3. Breves considerações sobre Desenvolvimento Sustentável

O desenvolvimento sustentável tem escopo em bases sociais, econômicas e ambientais, de forma conjunta. Essa ideia de desenvolvimento sustentável foi proposta durante a Primeira Conferência das Nações Unidas sobre o Meio Ambiente e Desenvolvimento, ocorrida em Estocolmo, na Suécia, no ano de 1972. Desta forma, tem-se que em 1972 foi criado pela Assembleia Geral da ONU o Programa das Nações Unidas para o Meio Ambiente, que tem como uma das prioridades a governança ambiental.

Em abril de 1987, a Comissão Brundtland,  publicou um relatório denominado “Nosso Futuro Comum” – que traz o conceito de desenvolvimento sustentável para o discurso público, como sendo o desenvolvimento que encontra as necessidades atuais sem comprometer a habilidade das futuras gerações de atender suas próprias necessidades.

Importante frisar que a sustentabilidade considera concomitantemente as atividades humanas e seus impactos, relacionando as bases ambiental, social e econômica, para a atual geração e para as futuras, de modo que é imprescindível que se tenha uma real avaliação de impactos, para que desta forma possa ocorrer intervenção eficiente, tanto em âmbito político como de gestão, a fim de melhorar o ambiente.

Dentro dessa visão de sustentabilidade e governança ambiental, destaca-se atualmente a questão da mobilidade urbana, como ferramenta capaz de alcançar melhoramentos relacionados a questões de sustentabilidade em meio as cidades.

4. Mobilidade Urbana como instrumento de Desenvolvimento Sustentável

Tendo em vista a crescente demanda por mobilidade e as realidades destoantes com os anseios da sociedade, em 2012 foi publicada a Lei nº. 12. 587, que trata da política sobre mobilidade urbana e traz em seu conteúdo a definição do Sistema Nacional de Mobilidade Urbana, indicando-o como o conjunto organizado e coordenado dos modos de transporte, de serviços e de infraestruturas que garantam os deslocamentos de pessoas e cargas.

É importante frisar que Política Nacional de Mobilidade Urbana foi desenvolvida com o objetivo de ordenar pleno desenvolvimento das funções sociais da cidade e bem-estar de seus habitantes, por meio da gestão pública integrada, com vista a implantação de modais capazes de atender às demandas das cidades.

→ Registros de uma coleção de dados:
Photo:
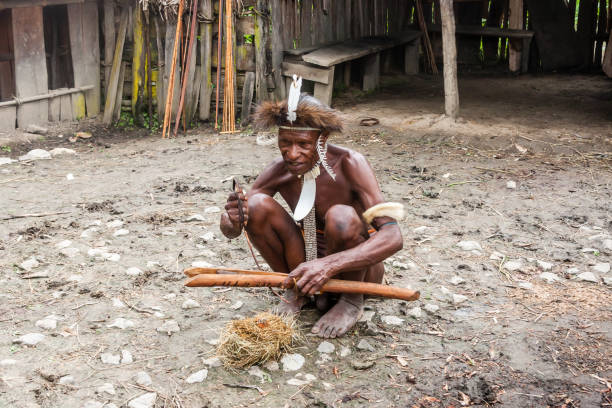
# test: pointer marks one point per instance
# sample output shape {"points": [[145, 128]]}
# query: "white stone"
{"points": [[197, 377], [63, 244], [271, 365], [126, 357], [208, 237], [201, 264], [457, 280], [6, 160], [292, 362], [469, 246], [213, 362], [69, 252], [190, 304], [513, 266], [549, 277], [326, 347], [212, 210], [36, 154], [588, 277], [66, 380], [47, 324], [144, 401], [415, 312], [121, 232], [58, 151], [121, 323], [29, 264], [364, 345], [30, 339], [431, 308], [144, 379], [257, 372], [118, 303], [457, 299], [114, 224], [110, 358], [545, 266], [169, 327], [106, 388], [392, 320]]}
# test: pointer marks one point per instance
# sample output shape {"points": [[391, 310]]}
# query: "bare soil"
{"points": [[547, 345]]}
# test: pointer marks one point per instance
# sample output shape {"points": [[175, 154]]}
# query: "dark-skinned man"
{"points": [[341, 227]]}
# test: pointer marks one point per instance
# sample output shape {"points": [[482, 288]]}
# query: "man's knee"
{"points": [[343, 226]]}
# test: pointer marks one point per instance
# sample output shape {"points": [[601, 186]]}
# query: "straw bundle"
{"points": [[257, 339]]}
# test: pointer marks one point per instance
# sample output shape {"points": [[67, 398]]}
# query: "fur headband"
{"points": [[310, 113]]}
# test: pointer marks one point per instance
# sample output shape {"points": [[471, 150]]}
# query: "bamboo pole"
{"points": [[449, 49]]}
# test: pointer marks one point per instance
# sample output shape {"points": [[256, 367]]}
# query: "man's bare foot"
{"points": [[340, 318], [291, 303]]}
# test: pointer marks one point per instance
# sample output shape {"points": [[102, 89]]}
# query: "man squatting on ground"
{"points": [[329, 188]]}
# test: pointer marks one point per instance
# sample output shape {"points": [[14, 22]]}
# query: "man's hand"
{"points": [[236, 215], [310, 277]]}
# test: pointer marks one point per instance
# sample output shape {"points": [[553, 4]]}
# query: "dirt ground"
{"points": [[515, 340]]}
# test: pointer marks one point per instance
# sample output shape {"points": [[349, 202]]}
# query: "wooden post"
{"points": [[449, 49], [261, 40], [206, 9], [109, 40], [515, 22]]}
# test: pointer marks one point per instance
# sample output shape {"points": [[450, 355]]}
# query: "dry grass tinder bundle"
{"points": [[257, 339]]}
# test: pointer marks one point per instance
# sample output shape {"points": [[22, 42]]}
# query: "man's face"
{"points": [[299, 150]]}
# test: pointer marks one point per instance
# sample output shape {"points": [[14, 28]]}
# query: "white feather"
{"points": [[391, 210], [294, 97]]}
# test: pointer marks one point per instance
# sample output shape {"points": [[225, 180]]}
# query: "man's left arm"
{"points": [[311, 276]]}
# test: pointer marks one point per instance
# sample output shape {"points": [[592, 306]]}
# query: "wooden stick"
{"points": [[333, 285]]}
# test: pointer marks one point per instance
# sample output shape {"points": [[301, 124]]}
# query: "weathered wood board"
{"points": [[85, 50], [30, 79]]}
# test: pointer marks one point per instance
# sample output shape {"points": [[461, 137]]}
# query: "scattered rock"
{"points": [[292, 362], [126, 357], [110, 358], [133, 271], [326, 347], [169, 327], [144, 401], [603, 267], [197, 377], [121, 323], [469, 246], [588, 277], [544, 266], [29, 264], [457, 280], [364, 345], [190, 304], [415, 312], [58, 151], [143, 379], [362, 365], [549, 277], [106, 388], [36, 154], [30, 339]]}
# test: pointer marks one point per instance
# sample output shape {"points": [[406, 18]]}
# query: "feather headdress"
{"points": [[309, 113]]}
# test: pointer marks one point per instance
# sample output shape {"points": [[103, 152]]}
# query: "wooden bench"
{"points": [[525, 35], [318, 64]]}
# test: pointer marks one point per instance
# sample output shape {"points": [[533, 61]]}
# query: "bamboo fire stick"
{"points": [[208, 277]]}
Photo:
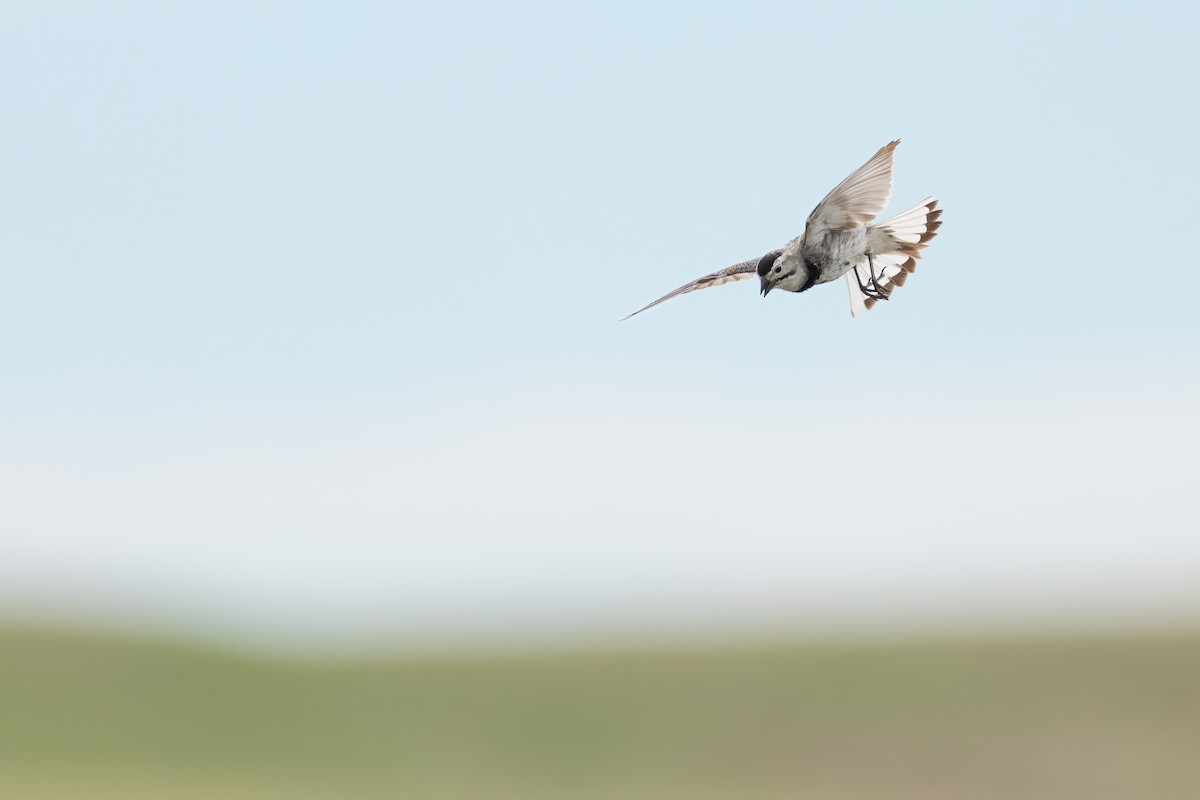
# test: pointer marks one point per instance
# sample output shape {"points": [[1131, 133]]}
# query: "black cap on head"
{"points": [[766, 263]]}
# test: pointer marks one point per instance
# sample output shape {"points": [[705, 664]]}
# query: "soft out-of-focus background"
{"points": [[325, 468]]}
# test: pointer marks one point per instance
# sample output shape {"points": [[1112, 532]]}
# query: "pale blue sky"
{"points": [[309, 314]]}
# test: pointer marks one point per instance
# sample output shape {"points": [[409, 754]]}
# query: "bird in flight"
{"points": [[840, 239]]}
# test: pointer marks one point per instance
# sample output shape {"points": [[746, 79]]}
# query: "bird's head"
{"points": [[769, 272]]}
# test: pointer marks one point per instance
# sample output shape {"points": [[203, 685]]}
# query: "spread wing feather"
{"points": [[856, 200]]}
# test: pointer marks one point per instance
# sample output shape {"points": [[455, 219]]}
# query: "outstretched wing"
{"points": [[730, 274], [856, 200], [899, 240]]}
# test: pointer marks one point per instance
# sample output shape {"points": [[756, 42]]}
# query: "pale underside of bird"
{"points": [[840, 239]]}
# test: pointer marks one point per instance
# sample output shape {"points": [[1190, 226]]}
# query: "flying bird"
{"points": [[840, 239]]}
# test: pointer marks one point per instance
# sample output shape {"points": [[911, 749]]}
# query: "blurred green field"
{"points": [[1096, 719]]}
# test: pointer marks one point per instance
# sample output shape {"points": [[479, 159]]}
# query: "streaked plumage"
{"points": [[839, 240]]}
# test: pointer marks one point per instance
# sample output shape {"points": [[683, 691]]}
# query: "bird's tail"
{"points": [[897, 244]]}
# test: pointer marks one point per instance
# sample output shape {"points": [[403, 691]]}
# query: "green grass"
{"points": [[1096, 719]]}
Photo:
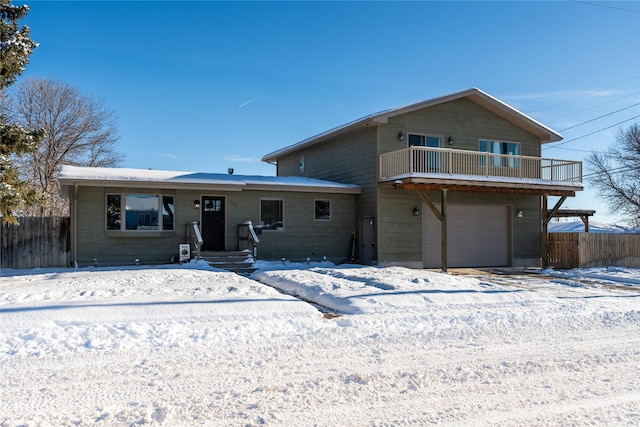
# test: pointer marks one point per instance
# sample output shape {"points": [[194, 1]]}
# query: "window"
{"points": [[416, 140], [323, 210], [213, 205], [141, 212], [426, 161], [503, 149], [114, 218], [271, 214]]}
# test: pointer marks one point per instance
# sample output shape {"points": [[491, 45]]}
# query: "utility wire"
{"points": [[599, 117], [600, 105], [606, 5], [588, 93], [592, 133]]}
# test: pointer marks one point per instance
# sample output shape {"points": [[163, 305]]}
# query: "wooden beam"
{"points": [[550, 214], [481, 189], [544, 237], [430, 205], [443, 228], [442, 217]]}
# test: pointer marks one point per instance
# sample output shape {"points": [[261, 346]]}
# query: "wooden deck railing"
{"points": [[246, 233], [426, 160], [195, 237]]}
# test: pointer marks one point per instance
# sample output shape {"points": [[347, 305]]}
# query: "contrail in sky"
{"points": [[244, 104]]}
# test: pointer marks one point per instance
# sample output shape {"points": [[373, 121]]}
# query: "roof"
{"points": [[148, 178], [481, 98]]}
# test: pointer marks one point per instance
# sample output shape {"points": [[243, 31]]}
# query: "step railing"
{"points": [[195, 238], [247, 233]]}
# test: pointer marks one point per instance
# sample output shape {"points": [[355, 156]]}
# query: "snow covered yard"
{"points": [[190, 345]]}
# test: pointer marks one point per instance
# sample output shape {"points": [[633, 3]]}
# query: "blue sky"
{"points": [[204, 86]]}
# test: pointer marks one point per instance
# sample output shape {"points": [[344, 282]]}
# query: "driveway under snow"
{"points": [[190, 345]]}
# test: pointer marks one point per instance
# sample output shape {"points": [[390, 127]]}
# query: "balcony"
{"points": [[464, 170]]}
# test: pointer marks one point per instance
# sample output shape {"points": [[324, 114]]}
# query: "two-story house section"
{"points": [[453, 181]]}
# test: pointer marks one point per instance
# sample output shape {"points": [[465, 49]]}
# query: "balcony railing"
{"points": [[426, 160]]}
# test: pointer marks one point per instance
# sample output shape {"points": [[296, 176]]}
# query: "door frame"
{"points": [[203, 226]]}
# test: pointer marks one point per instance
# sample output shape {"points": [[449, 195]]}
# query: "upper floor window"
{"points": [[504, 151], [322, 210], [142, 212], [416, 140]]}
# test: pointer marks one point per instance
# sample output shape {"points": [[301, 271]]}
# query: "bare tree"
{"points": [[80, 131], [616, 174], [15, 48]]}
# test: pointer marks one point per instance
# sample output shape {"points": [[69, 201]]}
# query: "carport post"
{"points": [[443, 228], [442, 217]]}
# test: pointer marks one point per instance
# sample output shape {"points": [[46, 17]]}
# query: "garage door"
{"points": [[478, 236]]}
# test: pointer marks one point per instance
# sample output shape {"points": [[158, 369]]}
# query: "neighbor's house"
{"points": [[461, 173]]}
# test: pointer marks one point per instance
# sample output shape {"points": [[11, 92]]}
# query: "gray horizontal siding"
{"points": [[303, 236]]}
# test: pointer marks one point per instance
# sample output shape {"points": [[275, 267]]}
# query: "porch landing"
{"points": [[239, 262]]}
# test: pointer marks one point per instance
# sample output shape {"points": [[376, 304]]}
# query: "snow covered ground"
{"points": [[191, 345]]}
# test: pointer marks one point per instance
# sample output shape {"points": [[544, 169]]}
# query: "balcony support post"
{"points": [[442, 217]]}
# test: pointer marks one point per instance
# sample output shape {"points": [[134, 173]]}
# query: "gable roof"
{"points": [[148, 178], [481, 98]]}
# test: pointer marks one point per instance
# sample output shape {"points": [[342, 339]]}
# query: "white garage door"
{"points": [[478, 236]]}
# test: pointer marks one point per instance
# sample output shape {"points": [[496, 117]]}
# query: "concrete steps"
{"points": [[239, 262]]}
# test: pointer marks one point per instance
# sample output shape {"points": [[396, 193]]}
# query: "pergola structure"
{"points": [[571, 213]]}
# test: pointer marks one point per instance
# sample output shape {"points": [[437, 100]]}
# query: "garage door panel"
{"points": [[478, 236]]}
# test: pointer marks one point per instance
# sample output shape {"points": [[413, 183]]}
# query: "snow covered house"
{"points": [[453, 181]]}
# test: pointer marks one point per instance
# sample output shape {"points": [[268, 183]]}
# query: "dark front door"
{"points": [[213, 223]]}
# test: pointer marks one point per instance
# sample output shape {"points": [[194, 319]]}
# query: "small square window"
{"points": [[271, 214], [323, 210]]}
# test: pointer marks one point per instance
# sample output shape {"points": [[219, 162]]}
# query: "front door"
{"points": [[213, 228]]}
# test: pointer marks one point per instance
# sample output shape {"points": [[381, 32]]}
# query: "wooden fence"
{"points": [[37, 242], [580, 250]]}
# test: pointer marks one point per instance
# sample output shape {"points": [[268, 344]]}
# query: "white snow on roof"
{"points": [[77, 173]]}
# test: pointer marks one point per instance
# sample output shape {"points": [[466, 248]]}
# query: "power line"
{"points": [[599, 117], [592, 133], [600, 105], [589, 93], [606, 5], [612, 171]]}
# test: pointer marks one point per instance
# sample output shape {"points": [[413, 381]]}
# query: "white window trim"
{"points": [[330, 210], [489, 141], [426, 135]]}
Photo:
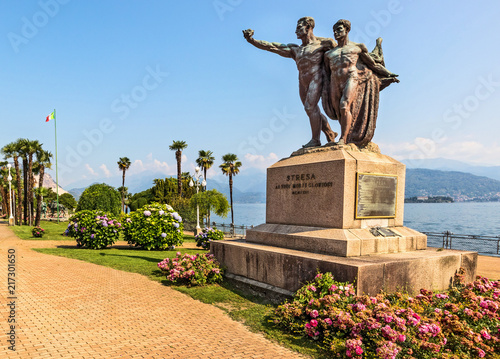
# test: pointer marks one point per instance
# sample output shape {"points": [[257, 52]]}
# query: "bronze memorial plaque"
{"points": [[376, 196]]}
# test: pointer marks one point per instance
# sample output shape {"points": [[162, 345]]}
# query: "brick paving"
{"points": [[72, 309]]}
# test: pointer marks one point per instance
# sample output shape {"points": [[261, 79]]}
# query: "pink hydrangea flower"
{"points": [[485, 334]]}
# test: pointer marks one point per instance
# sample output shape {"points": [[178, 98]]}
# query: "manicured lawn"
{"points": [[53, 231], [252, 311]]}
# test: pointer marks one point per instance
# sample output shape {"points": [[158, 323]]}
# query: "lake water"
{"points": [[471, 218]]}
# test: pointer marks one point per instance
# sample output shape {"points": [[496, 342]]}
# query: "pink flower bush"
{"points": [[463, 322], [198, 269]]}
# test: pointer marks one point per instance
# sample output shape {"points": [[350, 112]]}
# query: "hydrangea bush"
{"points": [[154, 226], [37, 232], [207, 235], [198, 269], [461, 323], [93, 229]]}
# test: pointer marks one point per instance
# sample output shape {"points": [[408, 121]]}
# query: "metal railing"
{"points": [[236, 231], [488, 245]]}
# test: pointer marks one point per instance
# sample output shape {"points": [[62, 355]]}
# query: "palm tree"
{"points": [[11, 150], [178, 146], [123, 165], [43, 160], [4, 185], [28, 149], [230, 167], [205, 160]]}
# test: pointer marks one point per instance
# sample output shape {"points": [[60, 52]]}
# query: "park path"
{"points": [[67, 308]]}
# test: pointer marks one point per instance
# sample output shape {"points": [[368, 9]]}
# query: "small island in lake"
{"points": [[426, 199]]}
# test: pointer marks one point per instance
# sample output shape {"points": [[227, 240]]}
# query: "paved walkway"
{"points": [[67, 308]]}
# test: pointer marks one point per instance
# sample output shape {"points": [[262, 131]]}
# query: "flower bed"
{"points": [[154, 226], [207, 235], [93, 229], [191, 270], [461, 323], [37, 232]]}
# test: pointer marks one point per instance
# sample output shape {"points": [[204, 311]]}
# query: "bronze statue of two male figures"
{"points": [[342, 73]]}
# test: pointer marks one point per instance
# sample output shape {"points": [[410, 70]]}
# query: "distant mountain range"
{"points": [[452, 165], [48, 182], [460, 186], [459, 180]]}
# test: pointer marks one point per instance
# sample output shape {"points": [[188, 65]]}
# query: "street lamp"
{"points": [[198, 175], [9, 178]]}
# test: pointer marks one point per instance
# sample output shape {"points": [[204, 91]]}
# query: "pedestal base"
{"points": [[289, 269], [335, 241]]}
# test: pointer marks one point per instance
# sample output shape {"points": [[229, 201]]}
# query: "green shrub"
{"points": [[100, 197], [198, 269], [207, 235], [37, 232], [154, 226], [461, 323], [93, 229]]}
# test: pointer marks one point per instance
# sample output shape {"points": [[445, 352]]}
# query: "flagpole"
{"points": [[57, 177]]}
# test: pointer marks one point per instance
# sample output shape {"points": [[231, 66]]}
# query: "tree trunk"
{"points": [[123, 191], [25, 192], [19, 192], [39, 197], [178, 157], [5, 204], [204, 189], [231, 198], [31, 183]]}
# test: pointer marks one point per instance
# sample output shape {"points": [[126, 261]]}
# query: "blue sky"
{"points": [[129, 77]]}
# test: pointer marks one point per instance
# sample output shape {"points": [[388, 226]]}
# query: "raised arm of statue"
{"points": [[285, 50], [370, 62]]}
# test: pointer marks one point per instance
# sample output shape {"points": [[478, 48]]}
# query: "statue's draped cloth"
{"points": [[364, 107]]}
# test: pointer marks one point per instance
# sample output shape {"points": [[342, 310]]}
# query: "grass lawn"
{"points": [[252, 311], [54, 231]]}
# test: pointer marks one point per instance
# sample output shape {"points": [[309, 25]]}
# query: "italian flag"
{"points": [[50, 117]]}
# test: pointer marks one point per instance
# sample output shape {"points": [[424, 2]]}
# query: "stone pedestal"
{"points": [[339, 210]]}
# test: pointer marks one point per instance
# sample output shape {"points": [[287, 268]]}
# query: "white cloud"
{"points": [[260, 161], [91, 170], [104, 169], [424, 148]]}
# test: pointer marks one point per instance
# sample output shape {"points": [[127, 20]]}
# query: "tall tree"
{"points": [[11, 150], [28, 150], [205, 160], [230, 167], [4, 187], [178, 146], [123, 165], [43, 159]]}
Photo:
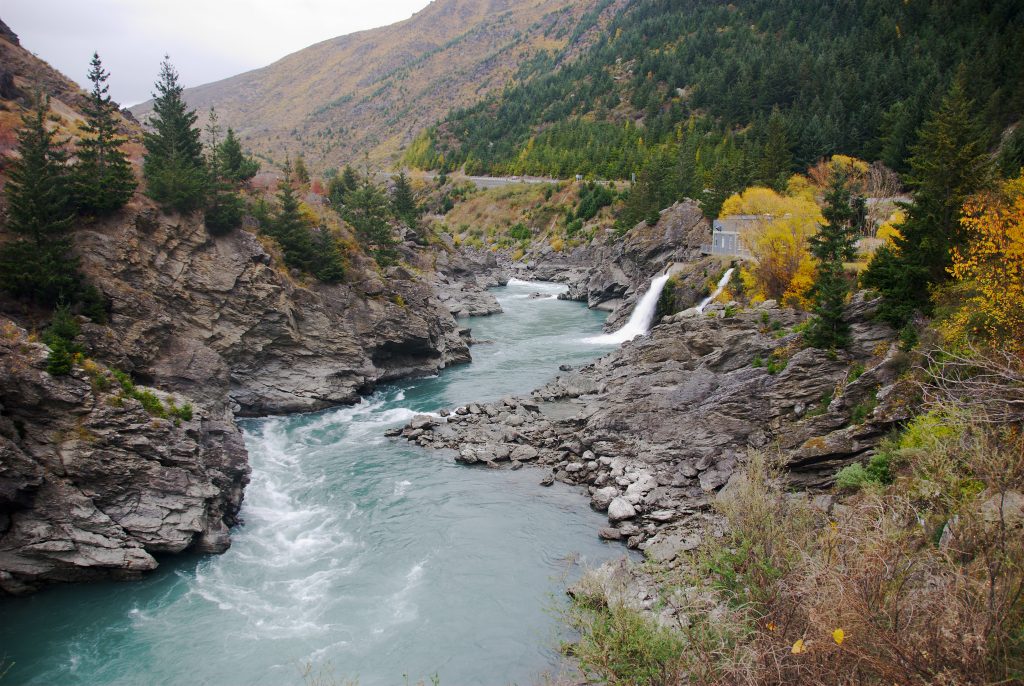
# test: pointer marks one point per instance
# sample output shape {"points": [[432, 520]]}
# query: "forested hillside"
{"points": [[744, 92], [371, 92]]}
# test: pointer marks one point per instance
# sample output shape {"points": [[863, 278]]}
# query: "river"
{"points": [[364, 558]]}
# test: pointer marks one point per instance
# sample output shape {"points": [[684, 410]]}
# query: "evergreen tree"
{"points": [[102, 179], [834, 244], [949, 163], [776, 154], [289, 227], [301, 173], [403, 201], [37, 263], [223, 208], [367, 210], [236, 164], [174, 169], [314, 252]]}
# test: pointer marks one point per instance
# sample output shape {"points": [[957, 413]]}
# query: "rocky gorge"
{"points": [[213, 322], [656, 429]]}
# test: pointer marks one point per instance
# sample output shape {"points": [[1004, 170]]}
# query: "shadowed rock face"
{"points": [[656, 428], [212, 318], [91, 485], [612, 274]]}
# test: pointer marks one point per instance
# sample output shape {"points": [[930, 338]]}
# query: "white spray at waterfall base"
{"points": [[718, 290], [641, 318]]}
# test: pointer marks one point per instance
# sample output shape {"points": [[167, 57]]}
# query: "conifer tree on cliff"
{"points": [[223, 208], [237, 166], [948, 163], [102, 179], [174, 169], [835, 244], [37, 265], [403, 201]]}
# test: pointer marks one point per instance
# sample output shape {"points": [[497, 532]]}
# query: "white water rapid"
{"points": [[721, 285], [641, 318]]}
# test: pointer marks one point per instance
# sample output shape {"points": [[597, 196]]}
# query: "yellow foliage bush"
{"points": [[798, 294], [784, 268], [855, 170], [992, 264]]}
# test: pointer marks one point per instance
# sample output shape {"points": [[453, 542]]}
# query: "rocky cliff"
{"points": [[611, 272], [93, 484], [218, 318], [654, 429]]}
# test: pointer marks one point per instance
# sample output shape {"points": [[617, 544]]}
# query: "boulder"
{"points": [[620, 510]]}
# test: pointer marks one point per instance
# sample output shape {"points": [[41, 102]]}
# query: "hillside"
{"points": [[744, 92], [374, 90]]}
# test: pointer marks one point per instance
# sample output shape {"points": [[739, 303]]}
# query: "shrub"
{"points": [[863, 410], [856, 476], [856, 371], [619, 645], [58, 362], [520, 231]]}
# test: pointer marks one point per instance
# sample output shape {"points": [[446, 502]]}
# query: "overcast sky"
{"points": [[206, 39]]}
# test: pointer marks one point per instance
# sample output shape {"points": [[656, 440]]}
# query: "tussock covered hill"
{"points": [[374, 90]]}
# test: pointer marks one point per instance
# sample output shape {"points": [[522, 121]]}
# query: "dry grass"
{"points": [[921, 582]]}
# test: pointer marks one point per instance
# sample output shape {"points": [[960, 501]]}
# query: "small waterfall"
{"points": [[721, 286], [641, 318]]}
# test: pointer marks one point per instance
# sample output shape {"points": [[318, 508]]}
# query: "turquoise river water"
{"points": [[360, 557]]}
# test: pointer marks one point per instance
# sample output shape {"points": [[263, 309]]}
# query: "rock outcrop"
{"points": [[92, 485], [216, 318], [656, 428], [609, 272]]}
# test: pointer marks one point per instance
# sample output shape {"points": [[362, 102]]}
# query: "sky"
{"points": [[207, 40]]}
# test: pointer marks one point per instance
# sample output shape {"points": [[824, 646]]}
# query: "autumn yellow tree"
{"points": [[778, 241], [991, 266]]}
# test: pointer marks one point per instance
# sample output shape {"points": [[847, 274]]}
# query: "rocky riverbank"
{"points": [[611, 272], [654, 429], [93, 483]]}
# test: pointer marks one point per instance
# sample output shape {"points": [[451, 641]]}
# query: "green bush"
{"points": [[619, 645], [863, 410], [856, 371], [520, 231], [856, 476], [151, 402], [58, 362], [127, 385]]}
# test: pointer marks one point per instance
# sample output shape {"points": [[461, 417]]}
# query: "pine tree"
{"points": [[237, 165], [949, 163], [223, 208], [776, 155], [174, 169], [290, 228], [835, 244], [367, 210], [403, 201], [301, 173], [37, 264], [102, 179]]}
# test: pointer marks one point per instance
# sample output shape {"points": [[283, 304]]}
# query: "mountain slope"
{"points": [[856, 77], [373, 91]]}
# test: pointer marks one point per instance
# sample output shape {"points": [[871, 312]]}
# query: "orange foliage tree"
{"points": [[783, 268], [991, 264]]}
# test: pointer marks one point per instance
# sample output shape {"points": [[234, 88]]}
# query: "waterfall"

→ TAREFAS DO EXERCÍCIO:
1. Segundo o trecho selecionado, em que cidade ocorreu a Primeira Conferência das Nações Unidas sobre o Meio Ambiente e Desenvolvimento?
2. Filtre os registros e copie cada linha que contenha a palavra "snow". Diferencie maiúsculas de minúsculas.
Os registros não têm nenhuma relação com o trecho selecionado.

→ RESPOSTAS POR TAREFA:
1. Em Estocolmo, na Suécia.

2.
# query: "snow covered yard"
# query: "driveway under snow"
# query: "snow covered ground"
# query: "snow covered house"
# query: "white snow on roof"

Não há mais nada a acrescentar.